→ Given problem 1
Answer these questions from the bike maintenance text.
(a) How often does the writer change any given chain?
(b) What pressure range does the writer generally keep for tubeless tires on street rides?
(c) At what pressure does the writer leave the floor pump's secondary reservoir filled?
→ Given problem 2
Select every line of the rows that contains the word "dark".
--- Given passage ---
Bike people have Many Opinions about lube. Mine is that grit is worse than rust for a chain. Tri-flow is cheap and just tenacious enough to withstand a day or two of rain, but not so tenacious as to attract a lot of grime. That said, it ain’t perfect. Unlike silicone based lubes it will attract grime, yet a good dunking will still leave you with a rusty chain. For commuter rigs like ours, a rusty chain is no problem if you relube it right away

I use a chain checker to measure chain wear. In general I change any given chain two or three times/year. I have learned the hard way that trying to save $30 on a chain is a great way to lose $150 on a cassette.

Then I use the capillary straw on a bottle of tri-flow to hit a few other spots with tiny drops of lube:

  • each pivot on a derailleur
  • brake pivots (taking care not to let the lube touch the brake pad)
  • where exposed cables pass into cable housing
  • springs on clipless pedal cleats
  • around the bushings on derailleur pulleys

I shift through all the gears and work the brakes to ensure the lube works into every pivot.

I check all the bearings for play or resistance. Sometimes I might try to resolve those issues myself (generally by cleaning & repacking bearings with Phil Wood grease) but in the past few years I am more likely to take it to the shop.

Tune

This is where having clean bikes really pays off. I do very little tuning other than tightening brakes as pads wear out. Derailleur and brake tuning varies a lot by bike so I won’t go into great detail. But on every bike I check that:

  • brakes bring wheels to a full stop without bottoming out…
  • …but with enough range of motion to provide good stopping leverage
  • brake pads have plenty of wear remaining
  • chain passes cleanly into/out of every gear
  • derailleur doesn’t skip, especially in the middle gears

Tires

I fill each tire to its best pressure. For clinchers, we run between 50PSI (40mm tires) and 90PSI (25mm tires). I’m the only one riding tubeless, which I generally keep 30–50PSI for street riding. I have a good intuitive sense for what these pressures feel like under my fingers, but at least once a week I use the floor pump (with its accurate gauge) to make sure we are at the right pressure. Our best floor pump has a secondary reservoir (for seating tubeless tires). I leave this reservoir filled at ~60–80PSI, so simply hooking up the pump & opening the reservoir tends to top everyone off, at the same time as I’m checking pressure.

If we noticed a slow leak on a bike during the week, I’ll take that tube out and check it more closely. Sometimes this means passing it through a bucket full of water, looking for bubbles, then patching it. But I am getting richer and lazier, so if I notice a slow leak these days I’m more likely just to put in a new tube.
--- Data supplied ---
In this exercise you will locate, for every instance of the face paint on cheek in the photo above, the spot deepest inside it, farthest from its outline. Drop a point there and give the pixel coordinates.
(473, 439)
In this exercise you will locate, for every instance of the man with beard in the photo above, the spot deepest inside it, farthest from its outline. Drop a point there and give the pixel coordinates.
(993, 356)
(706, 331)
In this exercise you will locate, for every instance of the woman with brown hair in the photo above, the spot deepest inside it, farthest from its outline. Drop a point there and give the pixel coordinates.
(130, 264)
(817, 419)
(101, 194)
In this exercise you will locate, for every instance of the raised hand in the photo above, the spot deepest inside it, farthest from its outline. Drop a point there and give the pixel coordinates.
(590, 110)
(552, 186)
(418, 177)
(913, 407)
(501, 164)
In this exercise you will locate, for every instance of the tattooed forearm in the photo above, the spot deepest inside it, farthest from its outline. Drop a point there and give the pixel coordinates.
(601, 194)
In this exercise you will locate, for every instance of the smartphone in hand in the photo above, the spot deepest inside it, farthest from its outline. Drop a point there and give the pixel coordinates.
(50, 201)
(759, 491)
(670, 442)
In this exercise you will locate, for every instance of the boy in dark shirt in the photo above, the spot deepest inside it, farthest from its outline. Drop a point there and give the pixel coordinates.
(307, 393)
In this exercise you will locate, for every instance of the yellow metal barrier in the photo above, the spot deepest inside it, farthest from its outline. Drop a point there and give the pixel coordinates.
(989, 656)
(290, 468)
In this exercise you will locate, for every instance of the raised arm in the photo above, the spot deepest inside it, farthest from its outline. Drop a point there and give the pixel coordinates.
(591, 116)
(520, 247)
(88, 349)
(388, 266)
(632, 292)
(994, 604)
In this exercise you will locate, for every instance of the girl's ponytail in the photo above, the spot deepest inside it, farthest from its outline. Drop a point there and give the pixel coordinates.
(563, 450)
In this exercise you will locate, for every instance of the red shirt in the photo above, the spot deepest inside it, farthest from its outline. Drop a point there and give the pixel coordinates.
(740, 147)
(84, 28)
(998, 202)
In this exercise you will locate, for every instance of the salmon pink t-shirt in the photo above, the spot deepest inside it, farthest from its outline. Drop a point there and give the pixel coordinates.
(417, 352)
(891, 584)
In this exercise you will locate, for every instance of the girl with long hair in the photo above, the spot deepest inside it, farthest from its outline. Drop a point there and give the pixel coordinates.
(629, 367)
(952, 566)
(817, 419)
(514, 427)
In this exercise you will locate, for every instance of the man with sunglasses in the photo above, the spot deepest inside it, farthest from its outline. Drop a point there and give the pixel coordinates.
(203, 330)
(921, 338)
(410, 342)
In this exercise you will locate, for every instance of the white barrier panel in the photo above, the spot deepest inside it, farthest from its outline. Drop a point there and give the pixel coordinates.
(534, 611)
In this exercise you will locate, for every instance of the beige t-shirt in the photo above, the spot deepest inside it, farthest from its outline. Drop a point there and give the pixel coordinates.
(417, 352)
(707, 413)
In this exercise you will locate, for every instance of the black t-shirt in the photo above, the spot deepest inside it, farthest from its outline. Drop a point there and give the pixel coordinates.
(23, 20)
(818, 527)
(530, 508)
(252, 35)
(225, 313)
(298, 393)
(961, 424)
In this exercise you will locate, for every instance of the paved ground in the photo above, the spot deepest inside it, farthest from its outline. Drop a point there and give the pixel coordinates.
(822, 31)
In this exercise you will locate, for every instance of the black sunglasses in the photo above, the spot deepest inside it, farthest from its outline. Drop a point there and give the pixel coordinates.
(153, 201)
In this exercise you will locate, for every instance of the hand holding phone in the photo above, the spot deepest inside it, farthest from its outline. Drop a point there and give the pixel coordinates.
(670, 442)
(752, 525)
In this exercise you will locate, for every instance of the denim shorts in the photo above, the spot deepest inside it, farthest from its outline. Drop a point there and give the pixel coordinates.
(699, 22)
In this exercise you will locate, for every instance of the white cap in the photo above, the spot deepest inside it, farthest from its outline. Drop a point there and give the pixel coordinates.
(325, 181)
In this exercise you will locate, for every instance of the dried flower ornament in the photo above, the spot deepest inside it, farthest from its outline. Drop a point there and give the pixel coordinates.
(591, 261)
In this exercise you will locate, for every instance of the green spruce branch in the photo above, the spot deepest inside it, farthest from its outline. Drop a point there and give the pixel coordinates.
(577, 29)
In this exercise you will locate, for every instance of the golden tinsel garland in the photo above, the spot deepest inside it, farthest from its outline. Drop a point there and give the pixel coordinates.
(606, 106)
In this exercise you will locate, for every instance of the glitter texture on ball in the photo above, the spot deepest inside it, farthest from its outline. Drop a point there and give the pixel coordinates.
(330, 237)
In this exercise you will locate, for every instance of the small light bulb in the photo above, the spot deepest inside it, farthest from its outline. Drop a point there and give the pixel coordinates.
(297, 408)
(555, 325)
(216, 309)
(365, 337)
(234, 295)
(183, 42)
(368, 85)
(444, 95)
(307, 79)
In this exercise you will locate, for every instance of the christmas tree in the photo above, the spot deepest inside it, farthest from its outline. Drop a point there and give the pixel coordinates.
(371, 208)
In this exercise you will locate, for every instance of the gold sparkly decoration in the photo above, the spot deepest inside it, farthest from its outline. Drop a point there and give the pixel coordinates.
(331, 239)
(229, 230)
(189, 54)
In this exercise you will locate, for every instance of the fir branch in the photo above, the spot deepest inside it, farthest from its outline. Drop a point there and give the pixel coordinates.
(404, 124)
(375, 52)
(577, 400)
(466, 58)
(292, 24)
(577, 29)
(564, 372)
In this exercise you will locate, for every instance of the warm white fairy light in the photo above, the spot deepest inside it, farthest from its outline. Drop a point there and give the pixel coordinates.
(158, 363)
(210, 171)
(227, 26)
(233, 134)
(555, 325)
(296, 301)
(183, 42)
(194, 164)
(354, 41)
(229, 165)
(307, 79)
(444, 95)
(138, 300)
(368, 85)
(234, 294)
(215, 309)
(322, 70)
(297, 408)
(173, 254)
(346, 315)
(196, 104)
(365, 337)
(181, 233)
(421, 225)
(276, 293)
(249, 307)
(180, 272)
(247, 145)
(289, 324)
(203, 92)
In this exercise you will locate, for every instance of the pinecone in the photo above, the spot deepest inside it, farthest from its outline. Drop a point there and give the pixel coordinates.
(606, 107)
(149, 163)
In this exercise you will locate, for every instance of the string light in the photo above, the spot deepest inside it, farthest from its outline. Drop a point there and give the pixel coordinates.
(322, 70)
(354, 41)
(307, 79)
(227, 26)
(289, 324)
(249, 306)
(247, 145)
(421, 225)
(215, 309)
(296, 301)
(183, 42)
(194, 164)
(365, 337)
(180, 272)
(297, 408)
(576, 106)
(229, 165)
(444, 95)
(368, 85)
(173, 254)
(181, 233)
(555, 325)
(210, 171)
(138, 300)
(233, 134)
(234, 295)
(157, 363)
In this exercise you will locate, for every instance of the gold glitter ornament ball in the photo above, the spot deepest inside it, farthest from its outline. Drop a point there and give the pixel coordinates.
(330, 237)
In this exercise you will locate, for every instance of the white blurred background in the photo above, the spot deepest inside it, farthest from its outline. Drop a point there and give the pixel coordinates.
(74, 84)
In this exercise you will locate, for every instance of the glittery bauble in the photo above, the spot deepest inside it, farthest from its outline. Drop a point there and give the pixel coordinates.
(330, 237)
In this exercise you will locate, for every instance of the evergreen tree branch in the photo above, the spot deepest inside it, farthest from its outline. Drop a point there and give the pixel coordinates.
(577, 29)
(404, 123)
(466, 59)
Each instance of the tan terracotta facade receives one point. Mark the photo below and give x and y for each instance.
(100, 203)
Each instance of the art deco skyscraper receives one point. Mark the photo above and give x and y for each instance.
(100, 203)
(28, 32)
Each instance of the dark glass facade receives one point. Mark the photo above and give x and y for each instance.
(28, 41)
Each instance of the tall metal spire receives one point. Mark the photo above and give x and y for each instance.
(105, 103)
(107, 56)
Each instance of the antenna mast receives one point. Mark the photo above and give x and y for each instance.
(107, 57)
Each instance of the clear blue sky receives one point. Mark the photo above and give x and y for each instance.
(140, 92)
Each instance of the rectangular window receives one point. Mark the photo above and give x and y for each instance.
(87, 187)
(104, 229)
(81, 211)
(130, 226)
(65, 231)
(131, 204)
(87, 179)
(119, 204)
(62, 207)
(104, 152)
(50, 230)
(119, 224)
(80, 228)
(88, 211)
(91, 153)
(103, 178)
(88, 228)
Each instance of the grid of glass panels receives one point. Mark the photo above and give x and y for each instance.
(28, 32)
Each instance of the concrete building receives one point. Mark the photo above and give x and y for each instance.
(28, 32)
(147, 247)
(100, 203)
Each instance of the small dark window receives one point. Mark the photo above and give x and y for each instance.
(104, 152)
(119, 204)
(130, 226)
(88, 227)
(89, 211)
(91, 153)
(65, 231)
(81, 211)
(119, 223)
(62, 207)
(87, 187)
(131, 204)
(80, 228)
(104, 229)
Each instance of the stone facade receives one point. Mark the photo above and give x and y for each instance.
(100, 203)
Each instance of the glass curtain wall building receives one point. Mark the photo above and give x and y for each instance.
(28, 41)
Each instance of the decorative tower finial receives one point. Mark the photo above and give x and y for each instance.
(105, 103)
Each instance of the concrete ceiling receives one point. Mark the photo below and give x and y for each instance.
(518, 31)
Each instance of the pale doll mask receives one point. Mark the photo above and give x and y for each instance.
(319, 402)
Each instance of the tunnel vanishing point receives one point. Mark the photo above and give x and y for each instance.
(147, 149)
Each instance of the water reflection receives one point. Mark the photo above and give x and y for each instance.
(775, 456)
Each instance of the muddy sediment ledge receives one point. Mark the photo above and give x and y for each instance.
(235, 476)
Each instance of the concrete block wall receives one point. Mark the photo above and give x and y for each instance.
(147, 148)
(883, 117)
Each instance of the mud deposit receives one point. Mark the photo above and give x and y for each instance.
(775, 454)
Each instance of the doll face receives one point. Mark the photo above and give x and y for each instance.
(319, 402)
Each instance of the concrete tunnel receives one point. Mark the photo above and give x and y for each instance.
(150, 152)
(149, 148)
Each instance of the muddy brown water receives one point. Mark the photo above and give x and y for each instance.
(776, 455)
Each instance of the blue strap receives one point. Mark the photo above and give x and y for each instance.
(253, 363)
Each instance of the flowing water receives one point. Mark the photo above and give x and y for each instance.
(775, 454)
---
→ Reply 1
(a) Two or three times a year.
(b) 30–50 PSI.
(c) About 60–80 PSI.

→ Reply 2
In this exercise you will locate, for every instance of the boy in dark shirt in the photo above, the spot deepest inside it, farthest from its outline. Drop a point there and give the pixel coordinates.
Each instance of the dark glass facade receives one point. Mark the photo above and give x and y for each instance.
Each instance of the small dark window receives one point. Mark the photo above and give x and y for each instance.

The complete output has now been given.